◆ **Your goal**: Among the entries below, find the line with "x=219, y=203", then quote it and each following line up to and including the line with "Target: submerged rock", and nothing else.

Region pointing data
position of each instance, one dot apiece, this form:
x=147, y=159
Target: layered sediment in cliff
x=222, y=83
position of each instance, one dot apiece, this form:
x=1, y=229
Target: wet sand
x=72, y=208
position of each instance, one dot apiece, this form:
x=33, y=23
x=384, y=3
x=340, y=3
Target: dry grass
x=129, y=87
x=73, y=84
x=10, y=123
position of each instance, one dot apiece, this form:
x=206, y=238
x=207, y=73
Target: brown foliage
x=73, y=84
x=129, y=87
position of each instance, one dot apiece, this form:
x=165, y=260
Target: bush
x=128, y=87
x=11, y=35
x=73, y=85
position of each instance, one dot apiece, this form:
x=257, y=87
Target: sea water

* * *

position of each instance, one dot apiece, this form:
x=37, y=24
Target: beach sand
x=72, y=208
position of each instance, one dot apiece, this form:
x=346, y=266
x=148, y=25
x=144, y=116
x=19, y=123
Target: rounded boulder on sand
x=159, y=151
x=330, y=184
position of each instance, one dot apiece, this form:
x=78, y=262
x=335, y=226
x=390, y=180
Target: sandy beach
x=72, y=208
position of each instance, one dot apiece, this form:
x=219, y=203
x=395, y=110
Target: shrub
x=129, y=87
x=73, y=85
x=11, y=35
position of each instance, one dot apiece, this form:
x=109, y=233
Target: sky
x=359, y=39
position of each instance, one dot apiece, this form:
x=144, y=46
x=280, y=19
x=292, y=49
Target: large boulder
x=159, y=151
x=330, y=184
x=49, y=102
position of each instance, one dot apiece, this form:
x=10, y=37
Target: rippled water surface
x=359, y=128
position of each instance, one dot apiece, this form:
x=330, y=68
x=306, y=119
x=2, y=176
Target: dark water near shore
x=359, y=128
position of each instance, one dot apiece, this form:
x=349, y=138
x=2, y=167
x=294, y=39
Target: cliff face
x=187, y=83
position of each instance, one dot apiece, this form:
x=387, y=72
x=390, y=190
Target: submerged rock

◆ **Solution to this task**:
x=219, y=203
x=395, y=110
Target: shrub
x=129, y=87
x=73, y=85
x=11, y=35
position of each instance, one dot apiece, this form:
x=109, y=233
Target: sky
x=359, y=39
position of each instance, one dot apiece, this form:
x=144, y=46
x=280, y=19
x=292, y=49
Target: large boulder
x=159, y=151
x=330, y=184
x=49, y=102
position of each instance, one dot apiece, this form:
x=10, y=37
Target: rippled water surface
x=359, y=128
position of each instance, one dot apiece, this form:
x=330, y=68
x=306, y=119
x=2, y=176
Target: dark water near shore
x=359, y=128
position of each instance, one dot apiece, this form:
x=349, y=138
x=2, y=167
x=294, y=39
Target: cliff face
x=187, y=83
position of each instance, one dot apiece, this form:
x=387, y=72
x=390, y=190
Target: submerged rock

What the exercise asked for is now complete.